··· Document extract

Active Citizens, Armed Conflicts, Civil Society, Democracy, Development & Aid, Featured, Fostering Global Citizenship, Global, Global Geopolitics, Global Governance, Headlines, Human Rights, IPS UN: Inside the Glasshouse, Peace, TerraViva United Nations

Peace

Global Citizenship: “From Me to We to Peace”

The U.N. has held High-Level Forums on the Culture of Peace for the past three years. Ambassador Chowdhury moderates a panel at last year’s event. Credit: UN Photo/Evan Schneider

UNITED NATIONS, Sep 10 2014 (IPS) - If a Silicon Valley existed for the culture of peace, it would most likely look to global citizenship as the next big industry shake-up.

“Global citizenship, or oneness of humanity [is] the essential element of the culture of peace,” Ambassador Anwarul Chowdhury, former under-secretary general and high representative of the U.N., told IPS on the sidelines of the General Assembly’s High-Level Forum on the Culture of Peace Tuesday.

“We need to think about the culture of peace as a start-up operation." -- Kathleen Kuehnast

The day-long forum included panel discussions on global citizenship and the contributions of women and youth to a nonviolent world community.

Ambassador Chowdhury took the lead in putting the culture of peace on the U.N. agenda in the late 1990s. The culture of peace concept was evolving in the U.N. Educational, Scientific and Cultural Organisation (UNESCO), but Chowdhury felt that it deserved to be discussed at an even higher level.

The U.N. needed “to shift gear” away from peacekeeping operations “to focus on individual and community transformation,” Chowdhury told IPS.

In 1999, at the urging of Chowdhury, the General Assembly (GA) passed the milestone Resolution 53/243 on the “Declaration and Programme of Action on a Culture of Peace.”  The resolution asserts that a culture of peace is a way of life based on non-violence, territorial integrity, human rights, the right to development, freedom of expression and the promotion of equal rights for women and men.

······

### [To-do list]
[1] Can you transcribe the article on global citizenship and the culture of peace from "Ambassador Chowdhury took" up to and including "even higher level."?
[2] How would the article on the U.N. culture of peace forum go on past its last paragraph? Continue it from there.
You won't need the material that comes after the article.

··· Extracted information

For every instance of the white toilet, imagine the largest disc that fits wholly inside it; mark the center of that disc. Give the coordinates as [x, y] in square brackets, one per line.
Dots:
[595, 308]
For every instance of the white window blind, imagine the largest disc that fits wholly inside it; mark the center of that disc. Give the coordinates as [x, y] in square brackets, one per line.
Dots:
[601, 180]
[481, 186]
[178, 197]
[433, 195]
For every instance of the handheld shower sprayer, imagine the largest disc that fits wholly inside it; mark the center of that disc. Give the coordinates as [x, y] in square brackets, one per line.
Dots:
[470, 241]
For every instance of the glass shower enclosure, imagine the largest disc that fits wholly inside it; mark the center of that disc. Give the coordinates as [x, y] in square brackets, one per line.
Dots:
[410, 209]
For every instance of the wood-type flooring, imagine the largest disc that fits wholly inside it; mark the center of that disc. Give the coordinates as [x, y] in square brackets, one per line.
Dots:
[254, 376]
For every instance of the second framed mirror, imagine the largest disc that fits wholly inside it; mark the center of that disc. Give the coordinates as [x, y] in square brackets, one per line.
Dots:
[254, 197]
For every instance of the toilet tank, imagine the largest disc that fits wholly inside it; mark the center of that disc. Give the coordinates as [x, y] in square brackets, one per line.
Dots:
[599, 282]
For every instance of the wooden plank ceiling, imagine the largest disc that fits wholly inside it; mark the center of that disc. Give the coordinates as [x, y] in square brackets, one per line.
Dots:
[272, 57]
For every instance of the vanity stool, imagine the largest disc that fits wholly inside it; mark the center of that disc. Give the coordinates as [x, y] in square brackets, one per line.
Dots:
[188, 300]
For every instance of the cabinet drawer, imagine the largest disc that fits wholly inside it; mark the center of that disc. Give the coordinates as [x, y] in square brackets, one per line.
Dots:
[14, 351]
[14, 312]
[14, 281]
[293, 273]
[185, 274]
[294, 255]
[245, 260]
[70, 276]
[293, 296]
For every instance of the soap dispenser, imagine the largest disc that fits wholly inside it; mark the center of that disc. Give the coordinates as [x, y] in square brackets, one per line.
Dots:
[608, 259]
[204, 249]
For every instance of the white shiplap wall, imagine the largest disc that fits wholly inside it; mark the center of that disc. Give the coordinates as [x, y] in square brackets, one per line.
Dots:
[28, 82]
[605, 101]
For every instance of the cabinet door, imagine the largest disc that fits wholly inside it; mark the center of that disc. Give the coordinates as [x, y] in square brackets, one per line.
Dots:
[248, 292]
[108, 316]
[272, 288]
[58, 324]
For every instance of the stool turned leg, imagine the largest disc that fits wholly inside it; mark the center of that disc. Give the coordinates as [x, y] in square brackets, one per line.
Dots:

······

### [Results for each task]
[1]
Ambassador Chowdhury took the lead in putting the culture of peace on the U.N. agenda in the late 1990s. The culture of peace concept was evolving in the U.N. Educational, Scientific and Cultural Organisation (UNESCO), but Chowdhury felt that it deserved to be discussed at an even higher level.

[2]
Article 4 of the resolution makes clear that “Education at all levels is one of the principal means to build a culture of peace.” Governments, civil society, the media, parents and teachers are all called upon to promote a peaceful culture.

The 1999 resolution also led to the observance from 2001 to 2010 of the U.N. International Decade for Culture of Peace and Non-Violence for the Children of the World.

While its official decade may be over, the culture of peace continues to be relevant 15 years after Resolution 53/243 was adopted. Each year, the GA adopts a resolution reaffirming the commitment of member states to building a culture of peace.

This year’s all-day event built on the success of two past high-level forums in 2012 and 2013, giving member states, U.N. entities and civil society a chance to exchange ideas on how to best promote nonviolence, cooperation and respect for all.

Secretary-General Ban Ki-moon kicked off the day with an endorsement of the culture of peace.

“We need new forms of cultural literacy and diplomacy, between societies and within them,” he said. “We need educational curricula to deepen global solidarity and citizenship.

“Every day, I see the need to build a new culture of mediation, conflict resolution, peace-building and peace-keeping.”

Interactive panels focused on the keys to attaining a culture of peace.

Lakhsmi Puri, Deputy Executive Director of UN Women, highlighted the role of women in building and sustaining the culture of peace.

Women “must be seen as agents of conflict prevention,” she said.

“With women, mothers, grandmothers, other family members often being the first teachers of children, they have and can play a vital role in educating young people to the value of peace.”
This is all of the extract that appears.